## Exercise details:
Pick up the text on India's public healthcare and social security where it stops, and continue it after its last sentence.
[Text for analysis — start]
On micro level, the health insurance penetration in India is 35%, which is abysmally low for a constitutionally self proclaimed socialist state.  The figures are equally abysmal when indicators like hospital beds per capita, doctors per capita and accessibility to primary health care on a broad based level is considered.

As we stand, the public healthcare system is marred by corruption, low quality delivery and barrier of access. The revised Healthcare Policy -2017 is an unworkable model for revamping the system, and the Public Health Foundation of India floated in 2006 for policy making has been reduced to a bureaucratic sinecure without any teeth or domain expertise which gets translated into action.

The healthcare policy needs a serious relook, and the Public Health Foundation of India need to made more intrinsic with governmental and executive functioning so that the concerted efforts of policy and executive could bear actual results.

Social security is inadequate

While India maybe a self professed socialistic republic, the social security measures have been proven inadequate to deal with the double whammy of public health crisis and economic slowdown.
[Text for analysis — finish]
[Given entries — start]
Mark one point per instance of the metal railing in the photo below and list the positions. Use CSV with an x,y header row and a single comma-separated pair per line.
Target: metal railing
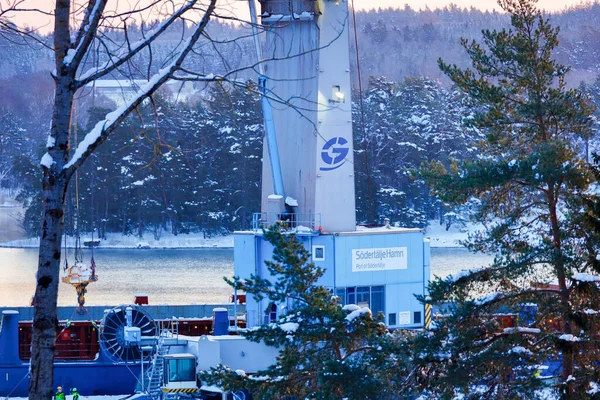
x,y
285,7
294,222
[Given entries — finish]
## Answer below:
By April 2020, the most vulnerable segment of society was on its last gasp of breath and left to fend for itself. There was no social security measure which such vulnerable group of individuals could resort to for ensuring sustenance and succour.

After the Great Depression in 1933, at the heels of worst economic crisis and employment, Franklin D Roosevelt, 32nd President of USA introduced the "NEW DEAL" programs which provided support for all farmers, unemployed youth and elders along with banking reforms and checks on Wall Street. The New Deal provided much needed social security that strengthened the middle class which eventually bore great dividends in the coming decades where USA emerged as an indisputable economic powerhouse.

Right now, the poor and marginalised in India have to make do with the raw deal being dealt at them by successive governments which have shown no concern for policy and catered only towards electoral politics. If there is any time for a New Deal  in India, it is now.

Slum redevelopment cannot be delayed

By reference to slums, one should not be misled into imagining kucha houses with thatched roofs. The meaning of slums has now taken a modern connotation where unchecked civil constructions in and around cities has mushroomed without any planning or regard to socio-economic needs like sanitation, healthcare or public spaces.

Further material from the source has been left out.